- THE TASK
Please copy the whole listing below word for word, leaving the pictures out of your answer.

- INPUT RECORDS
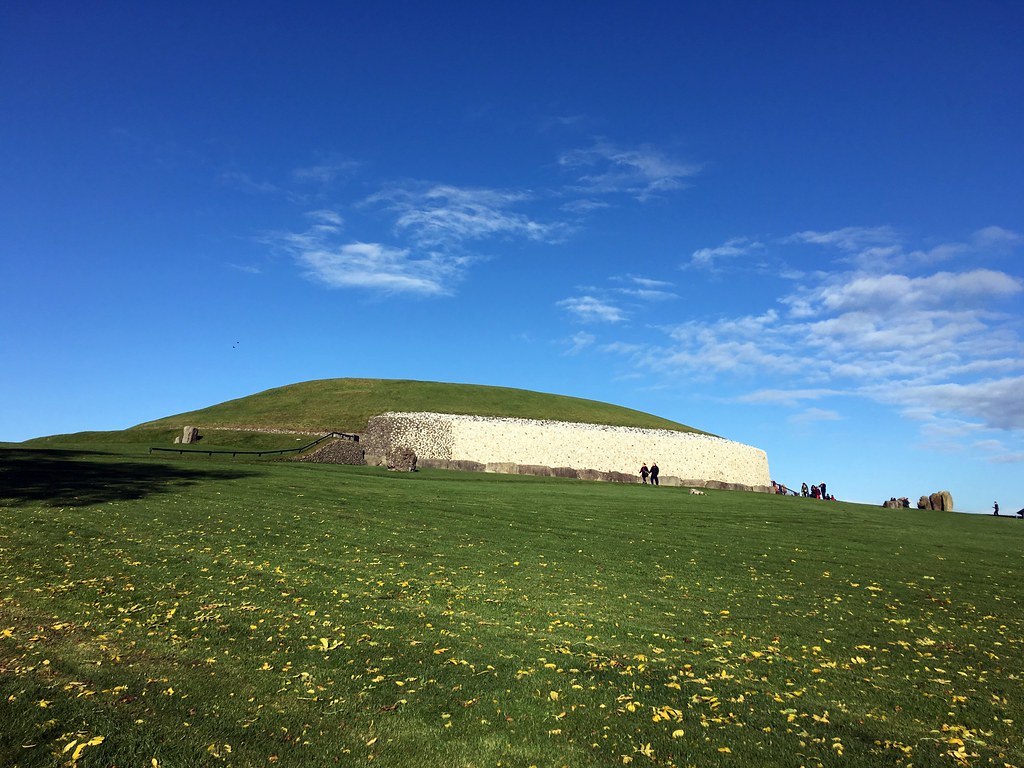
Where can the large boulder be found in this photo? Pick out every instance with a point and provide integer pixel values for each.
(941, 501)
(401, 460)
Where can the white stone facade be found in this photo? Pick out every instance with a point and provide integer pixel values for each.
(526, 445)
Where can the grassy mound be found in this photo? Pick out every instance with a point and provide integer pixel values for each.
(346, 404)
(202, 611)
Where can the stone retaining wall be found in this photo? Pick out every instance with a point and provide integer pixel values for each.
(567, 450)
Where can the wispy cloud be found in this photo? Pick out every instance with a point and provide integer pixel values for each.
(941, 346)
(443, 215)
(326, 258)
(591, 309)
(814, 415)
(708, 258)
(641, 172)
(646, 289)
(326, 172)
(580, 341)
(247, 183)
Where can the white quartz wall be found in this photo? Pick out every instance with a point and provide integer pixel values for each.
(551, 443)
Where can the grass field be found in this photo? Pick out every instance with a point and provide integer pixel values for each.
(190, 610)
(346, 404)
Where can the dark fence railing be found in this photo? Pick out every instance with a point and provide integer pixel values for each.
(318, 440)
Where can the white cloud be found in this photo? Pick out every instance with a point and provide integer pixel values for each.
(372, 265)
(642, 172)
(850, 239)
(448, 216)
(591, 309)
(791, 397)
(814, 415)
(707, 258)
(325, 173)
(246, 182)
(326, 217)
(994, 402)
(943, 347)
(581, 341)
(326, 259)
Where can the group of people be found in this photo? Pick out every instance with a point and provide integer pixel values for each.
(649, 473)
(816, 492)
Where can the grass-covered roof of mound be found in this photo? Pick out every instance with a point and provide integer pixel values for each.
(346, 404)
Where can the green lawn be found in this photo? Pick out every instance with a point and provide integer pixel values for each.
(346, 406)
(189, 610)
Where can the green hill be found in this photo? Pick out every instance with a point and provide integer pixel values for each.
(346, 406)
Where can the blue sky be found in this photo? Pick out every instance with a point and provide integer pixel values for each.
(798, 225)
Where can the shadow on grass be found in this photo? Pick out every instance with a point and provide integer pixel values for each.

- RESPONSE
Where can the large boulder be found in this photo? Pick out every instance with a point and provide integer pixel values for each.
(941, 501)
(401, 460)
Where can the white stone facade be found in this photo? Pick out every instance with a point and provide integer pixel values for each.
(526, 445)
Where can the grassy mound be found in this photo? Pick out every instance with a point and provide integer pixel values for each.
(346, 404)
(202, 611)
Where can the stone retaining wall be found in this photo? Pick out every instance with a point and provide integer pixel values for each.
(567, 450)
Where can the wispy cloud be found in this photo? Pick out every instance with a point and provide integer pixel values for each.
(941, 346)
(443, 215)
(326, 258)
(591, 309)
(814, 415)
(708, 258)
(641, 172)
(646, 289)
(326, 172)
(580, 341)
(247, 183)
Where can the white quartz wall be found in this photo? Pick out every instance with a point and provide integer pixel values for each.
(551, 443)
Where can the grass field be found in this photo? Pick out every instance with a point and provide integer pixel values for each.
(190, 610)
(346, 404)
Where can the dark fence railing be found in this photo? Pick out every instance with a point and provide integer pixel values for each.
(318, 440)
Where can the white cloud be found in this photo? Pick out every instance with a point and provide integer pixel values for each.
(372, 265)
(642, 172)
(850, 239)
(448, 216)
(591, 309)
(791, 397)
(814, 415)
(707, 258)
(325, 173)
(246, 182)
(326, 217)
(994, 402)
(943, 347)
(581, 341)
(326, 259)
Where can the group of people be found in this photo? Pick out every instance with a point and provide integer pixel values for each.
(649, 473)
(816, 492)
Where can the grass-covered roof of mound be found in this photo? Pick out every instance with a point and provide integer pixel values for each.
(346, 404)
Where can the green lawn be found in this photo? Pick out every instance with a point and provide integer pixel values for each.
(346, 406)
(189, 610)
Where can the green hill be found in this photo? Pick out every instance with a point and provide integer pixel values for each.
(346, 406)
Where can the blue sky be found in this photo? Pick out every instance with a point and provide integer pixel values for each.
(798, 225)
Where can the shadow on grass be found in this photo? Pick out every instance with a point and provide integer pixel values for each.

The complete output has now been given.